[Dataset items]
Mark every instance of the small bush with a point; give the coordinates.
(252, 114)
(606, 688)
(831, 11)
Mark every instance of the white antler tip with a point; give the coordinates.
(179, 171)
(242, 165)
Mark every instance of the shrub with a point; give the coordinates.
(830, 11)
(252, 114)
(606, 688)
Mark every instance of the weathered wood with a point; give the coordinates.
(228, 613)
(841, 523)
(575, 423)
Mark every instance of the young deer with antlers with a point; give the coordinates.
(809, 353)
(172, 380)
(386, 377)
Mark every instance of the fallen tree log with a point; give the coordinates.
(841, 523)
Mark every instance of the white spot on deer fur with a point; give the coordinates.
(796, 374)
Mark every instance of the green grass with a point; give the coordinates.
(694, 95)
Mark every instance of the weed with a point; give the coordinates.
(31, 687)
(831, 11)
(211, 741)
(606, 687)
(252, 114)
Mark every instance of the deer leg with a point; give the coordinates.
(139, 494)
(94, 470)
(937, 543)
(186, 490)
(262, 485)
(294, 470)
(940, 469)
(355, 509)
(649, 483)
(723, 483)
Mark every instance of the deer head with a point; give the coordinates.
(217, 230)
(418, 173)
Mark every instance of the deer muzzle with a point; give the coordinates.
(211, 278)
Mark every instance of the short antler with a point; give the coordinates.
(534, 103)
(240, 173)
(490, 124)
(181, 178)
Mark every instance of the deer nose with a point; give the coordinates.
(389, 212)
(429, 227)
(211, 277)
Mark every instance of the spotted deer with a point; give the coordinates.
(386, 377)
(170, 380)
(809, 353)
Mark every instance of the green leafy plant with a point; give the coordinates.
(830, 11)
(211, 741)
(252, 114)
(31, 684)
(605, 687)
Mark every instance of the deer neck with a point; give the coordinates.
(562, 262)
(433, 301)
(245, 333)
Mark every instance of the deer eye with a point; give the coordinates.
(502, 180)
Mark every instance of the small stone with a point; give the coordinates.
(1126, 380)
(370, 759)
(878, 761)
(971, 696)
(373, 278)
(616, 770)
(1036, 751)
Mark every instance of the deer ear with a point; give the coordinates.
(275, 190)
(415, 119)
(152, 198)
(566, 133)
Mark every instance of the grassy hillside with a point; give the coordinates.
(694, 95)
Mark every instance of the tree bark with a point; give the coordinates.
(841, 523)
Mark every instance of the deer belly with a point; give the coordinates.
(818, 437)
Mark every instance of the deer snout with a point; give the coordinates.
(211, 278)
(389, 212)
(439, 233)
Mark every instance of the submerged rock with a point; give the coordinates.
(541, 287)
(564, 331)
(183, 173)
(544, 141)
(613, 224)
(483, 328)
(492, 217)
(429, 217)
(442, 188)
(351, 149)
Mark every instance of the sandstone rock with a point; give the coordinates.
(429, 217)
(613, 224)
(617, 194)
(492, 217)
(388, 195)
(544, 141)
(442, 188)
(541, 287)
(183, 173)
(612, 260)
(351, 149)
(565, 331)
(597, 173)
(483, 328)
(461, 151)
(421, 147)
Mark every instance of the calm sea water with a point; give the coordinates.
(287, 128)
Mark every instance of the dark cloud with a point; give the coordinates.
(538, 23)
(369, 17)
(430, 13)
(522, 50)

### Objective
Every record above must be duplicated exactly.

### Answer in full
Mark every instance of the small bush with a point; give the coordinates.
(252, 114)
(606, 688)
(831, 11)
Mark every instance of the white antler tip with a point; give the coordinates.
(179, 171)
(242, 165)
Mark every instance of the shrub with a point; give the coordinates.
(830, 11)
(252, 114)
(606, 688)
Mark every instance of the weathered wood with a point; give the coordinates.
(228, 613)
(841, 523)
(575, 423)
Mark every instance of the young deer with antlers with a point; give the coordinates.
(809, 353)
(172, 380)
(386, 377)
Mark every instance of the fallen tree log with a point; give the coordinates.
(841, 523)
Mark every instance of the white spot on deer fur with a point; give the coordinates.
(796, 374)
Mark every instance of the green grass with a point; give the coordinates.
(694, 95)
Mark every instance of the weed with a point; give the coordinates.
(31, 687)
(831, 11)
(211, 741)
(606, 687)
(252, 114)
Mark every instance of the deer leg with a point; give the coordinates.
(139, 494)
(94, 470)
(937, 543)
(186, 490)
(262, 485)
(294, 470)
(940, 469)
(355, 509)
(649, 483)
(723, 483)
Mark every instance of the deer head with a point; give the coordinates.
(217, 230)
(418, 173)
Mark every instance of the deer muzzle with a point; give the coordinates.
(211, 278)
Mark every instance of the short antler with a point; give the coordinates.
(534, 103)
(240, 173)
(490, 124)
(181, 178)
Mark every instance of the deer nose with a point; give the coordinates.
(389, 212)
(429, 227)
(211, 277)
Mark every instance of the spotted deer with a point; give the coordinates.
(386, 377)
(170, 380)
(809, 353)
Mark every instance of the green leafy plant with a point; give the coordinates.
(830, 11)
(211, 741)
(252, 114)
(31, 684)
(605, 687)
Mark every instance of the deer neck with a point; give the coordinates.
(562, 262)
(433, 301)
(245, 333)
Mark every instance of the deer eye with a point; give the coordinates.
(502, 180)
Mark every instance of the small stone with a point; give the coordinates.
(1126, 380)
(370, 759)
(878, 761)
(971, 696)
(373, 278)
(616, 770)
(1036, 751)
Mark every instance of the deer ear with a point; give the coordinates.
(275, 190)
(415, 119)
(152, 198)
(566, 133)
Mark every instance of the grassy hillside with a point; give the coordinates.
(694, 95)
Mark every instance of the tree bark with a point; give the coordinates.
(841, 523)
Mark every instance of the deer belly with a point; give the coordinates.
(818, 437)
Mark every instance of the deer snout with a point; give the coordinates.
(211, 278)
(389, 212)
(439, 233)
Mark every instance of the submerged rock with a point; give the coordinates.
(541, 287)
(564, 331)
(183, 173)
(544, 141)
(613, 224)
(483, 328)
(492, 217)
(429, 217)
(442, 188)
(351, 149)
Mark every instance of the sandstone rock with a point; give the coordinates.
(429, 217)
(613, 224)
(617, 194)
(492, 217)
(388, 195)
(544, 141)
(442, 188)
(541, 287)
(183, 173)
(612, 260)
(351, 149)
(565, 331)
(597, 173)
(483, 328)
(461, 151)
(421, 147)
Mark every instance of the calm sea water with a point; give the coordinates.
(287, 128)
Mark every instance of the dark cloud with a point; give the coordinates.
(538, 23)
(369, 17)
(430, 13)
(522, 50)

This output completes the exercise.